▶ **Your objective**
Transcribe, exactly and in full, every line from the one including "quick question — the small" to the end of the listing.

▶ **Extracted entries**
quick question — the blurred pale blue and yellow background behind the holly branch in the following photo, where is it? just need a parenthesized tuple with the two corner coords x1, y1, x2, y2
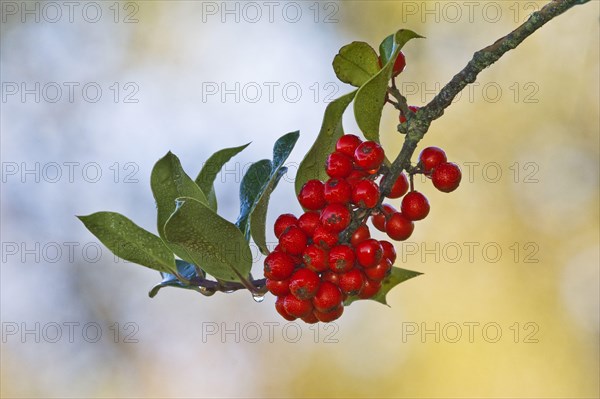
(0, 1, 600, 398)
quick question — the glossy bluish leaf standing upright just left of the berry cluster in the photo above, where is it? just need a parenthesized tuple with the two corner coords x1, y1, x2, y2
(235, 159, 272, 240)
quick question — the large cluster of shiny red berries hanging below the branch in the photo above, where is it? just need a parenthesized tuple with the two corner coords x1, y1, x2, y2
(264, 135, 460, 323)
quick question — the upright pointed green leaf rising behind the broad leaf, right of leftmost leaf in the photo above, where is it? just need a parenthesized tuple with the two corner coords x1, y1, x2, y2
(150, 151, 208, 263)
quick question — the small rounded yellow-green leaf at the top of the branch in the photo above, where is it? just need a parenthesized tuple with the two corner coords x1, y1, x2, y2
(333, 42, 379, 87)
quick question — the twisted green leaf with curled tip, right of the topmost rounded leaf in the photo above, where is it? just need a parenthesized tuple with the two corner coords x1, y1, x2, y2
(354, 29, 423, 142)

▶ **Answer to this task**
quick question — the small rounded yellow-green leaf at the top of the branch in the photo above, where is it? just need a parenthesized tuple with the two corner coords x1, y1, x2, y2
(333, 42, 379, 87)
quick question — the twisted green leaf with curled tip, right of the topmost rounded leaf in the photo above, where is it? just need a parenthesized tuple with the two corner coords x1, y1, x2, y2
(354, 29, 423, 142)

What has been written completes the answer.